▸ Article:
I recognize all of this table copying is related to do NUMA
optimizations, and I think I heard cache bouncing too somewhere else.
[ http://marc.info/?l=netfilter-devel&m=119903624211253&w=2 ]
Here is the fix, thanks Graham for the report !
[PATCH] netfilter: ip6tables fix
ip6_tables.c alloc_counters() misses a return statement, making
ip6tables -N always failing and leaking memory.
Reported-by: Graham Murray <gra...@gmurray.org.uk>
Signed-off-by: Eric Dumazet <da...@cosmosbay.com>
---
diff --git a/net/ipv6/netfilter/ip6_tables.c b/net/ipv6/netfilter/ip6_tables.c
index dfed176..800ae85 100644
--- a/net/ipv6/netfilter/ip6_tables.c
+++ b/net/ipv6/netfilter/ip6_tables.c
@@ -1033,6 +1033,8 @@ static struct xt_counters *alloc_counters(struct xt_table *table)
xt_free_table_info(info);
+ return counters;
+
free_counters:
vfree(counters);
nomem:
Not only NUMA, but SMP too. counters are integrated in rules themselves.
So in order to avoid ping pongs between cpus, we choose to allocate
one copy of rules/counters per cpu.
But with some changes, we could let the rules read-only and shared by
all cpus, and shadow counters only on percpu variables, thus reducing
memory costs.
Oh well, this ChangeLog is not correct :(
Here is an updated patch with correct ChangeLog, sorry David.
(-L instead of -N, and there was no memory leak involved)
[PATCH] netfilter: ip6tables fix
ip6_tables.c alloc_counters() misses a return statement, making
ip6tables -L always failing.

▸ What to do:
**a)** In the ip6tables thread, which function is missing a return statement?
**b)** Return everything in the ip6tables thread from "But with some" down to "memory costs.".
None of the entries are needed for this.

▸ Provided information:
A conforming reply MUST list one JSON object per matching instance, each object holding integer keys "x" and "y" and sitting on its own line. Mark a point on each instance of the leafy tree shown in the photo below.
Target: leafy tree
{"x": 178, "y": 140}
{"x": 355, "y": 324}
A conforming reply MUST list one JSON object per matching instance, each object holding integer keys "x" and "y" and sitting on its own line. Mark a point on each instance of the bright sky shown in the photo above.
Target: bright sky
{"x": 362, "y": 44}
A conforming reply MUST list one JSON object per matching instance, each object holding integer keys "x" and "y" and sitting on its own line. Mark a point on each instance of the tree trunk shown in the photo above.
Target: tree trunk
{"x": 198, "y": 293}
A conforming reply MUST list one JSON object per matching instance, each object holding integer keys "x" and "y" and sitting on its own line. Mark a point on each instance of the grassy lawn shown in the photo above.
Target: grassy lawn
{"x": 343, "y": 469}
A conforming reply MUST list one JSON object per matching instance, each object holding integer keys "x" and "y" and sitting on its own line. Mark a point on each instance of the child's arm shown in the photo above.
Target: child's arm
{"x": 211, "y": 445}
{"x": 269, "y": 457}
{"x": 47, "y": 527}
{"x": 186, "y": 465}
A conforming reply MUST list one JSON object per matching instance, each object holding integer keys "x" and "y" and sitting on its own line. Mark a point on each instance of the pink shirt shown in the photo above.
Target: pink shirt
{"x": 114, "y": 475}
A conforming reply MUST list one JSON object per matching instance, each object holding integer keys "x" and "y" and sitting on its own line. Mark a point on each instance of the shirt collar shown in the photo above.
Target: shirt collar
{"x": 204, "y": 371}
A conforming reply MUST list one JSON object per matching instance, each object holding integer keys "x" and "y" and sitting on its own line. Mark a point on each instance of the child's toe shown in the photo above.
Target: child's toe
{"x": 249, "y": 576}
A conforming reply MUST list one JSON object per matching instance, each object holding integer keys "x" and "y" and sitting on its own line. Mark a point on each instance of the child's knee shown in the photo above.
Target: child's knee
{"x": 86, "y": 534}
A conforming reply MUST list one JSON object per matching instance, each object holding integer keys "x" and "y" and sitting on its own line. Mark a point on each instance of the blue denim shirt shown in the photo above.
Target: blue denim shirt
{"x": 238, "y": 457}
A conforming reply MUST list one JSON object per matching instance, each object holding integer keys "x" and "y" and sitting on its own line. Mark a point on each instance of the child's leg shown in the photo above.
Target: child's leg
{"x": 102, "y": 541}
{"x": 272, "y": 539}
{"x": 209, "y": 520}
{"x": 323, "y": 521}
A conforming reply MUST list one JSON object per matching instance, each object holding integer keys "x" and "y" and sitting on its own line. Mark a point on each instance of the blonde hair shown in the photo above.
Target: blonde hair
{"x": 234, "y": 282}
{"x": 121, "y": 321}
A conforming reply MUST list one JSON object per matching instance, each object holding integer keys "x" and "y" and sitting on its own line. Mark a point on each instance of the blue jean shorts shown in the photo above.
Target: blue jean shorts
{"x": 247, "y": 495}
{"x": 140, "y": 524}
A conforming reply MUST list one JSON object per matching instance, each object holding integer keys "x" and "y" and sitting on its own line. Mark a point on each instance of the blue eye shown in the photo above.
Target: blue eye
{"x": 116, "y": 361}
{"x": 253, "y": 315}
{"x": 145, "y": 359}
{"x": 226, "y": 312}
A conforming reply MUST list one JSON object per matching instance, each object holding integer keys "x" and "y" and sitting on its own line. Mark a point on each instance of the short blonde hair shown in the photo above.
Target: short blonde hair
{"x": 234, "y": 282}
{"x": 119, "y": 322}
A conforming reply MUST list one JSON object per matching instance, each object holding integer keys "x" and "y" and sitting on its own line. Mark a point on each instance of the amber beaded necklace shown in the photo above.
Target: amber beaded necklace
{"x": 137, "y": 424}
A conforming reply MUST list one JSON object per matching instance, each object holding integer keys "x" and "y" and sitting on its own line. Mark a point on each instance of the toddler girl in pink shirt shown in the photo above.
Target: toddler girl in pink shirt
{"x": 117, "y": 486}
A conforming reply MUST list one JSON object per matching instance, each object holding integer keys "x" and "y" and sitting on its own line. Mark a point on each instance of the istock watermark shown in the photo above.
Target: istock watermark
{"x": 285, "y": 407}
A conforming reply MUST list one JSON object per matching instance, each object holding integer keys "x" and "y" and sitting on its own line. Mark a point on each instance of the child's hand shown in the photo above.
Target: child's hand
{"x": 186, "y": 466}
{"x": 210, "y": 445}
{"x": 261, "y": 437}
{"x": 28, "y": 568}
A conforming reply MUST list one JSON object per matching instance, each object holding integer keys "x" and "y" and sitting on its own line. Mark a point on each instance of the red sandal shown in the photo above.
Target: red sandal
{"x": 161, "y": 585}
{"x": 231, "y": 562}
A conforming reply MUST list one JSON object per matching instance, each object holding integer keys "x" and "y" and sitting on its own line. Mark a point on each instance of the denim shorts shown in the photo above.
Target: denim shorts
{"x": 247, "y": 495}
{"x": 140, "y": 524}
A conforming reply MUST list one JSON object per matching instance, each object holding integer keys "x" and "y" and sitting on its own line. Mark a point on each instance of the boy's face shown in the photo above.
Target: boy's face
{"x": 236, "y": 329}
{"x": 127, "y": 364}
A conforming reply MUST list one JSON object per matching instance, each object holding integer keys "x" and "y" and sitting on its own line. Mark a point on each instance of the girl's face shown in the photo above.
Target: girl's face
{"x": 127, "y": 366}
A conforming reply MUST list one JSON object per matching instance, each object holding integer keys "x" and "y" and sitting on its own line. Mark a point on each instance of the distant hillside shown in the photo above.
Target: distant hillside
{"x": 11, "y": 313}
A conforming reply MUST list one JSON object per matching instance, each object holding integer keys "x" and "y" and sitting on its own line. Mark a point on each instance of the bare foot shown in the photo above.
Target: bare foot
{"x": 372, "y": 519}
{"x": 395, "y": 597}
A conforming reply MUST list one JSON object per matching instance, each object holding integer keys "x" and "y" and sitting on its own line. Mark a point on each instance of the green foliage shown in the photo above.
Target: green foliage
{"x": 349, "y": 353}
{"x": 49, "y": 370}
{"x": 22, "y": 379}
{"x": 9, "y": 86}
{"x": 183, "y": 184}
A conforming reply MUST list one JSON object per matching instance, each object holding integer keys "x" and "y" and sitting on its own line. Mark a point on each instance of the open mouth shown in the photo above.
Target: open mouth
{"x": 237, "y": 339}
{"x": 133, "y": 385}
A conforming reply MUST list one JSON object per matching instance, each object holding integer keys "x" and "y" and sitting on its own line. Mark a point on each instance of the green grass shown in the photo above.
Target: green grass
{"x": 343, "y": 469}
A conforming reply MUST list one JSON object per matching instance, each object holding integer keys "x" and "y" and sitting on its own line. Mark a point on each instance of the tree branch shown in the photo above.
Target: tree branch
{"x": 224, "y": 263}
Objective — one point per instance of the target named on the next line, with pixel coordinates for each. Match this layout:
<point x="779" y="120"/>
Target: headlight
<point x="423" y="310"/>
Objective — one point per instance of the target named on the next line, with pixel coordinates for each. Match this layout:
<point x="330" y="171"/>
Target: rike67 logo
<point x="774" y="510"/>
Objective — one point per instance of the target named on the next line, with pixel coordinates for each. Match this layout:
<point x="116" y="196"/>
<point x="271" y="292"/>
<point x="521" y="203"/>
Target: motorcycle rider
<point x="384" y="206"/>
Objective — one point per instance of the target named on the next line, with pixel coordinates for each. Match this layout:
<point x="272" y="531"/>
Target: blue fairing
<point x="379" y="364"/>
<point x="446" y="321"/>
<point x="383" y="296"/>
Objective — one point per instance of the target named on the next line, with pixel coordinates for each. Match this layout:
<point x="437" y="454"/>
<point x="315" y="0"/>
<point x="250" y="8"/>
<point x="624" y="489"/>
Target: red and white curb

▸ Solutions to each task:
**a)** alloc_counters() in ip6_tables.c

**b)**
But with some changes, we could let the rules read-only and shared by
all cpus, and shadow counters only on percpu variables, thus reducing
memory costs.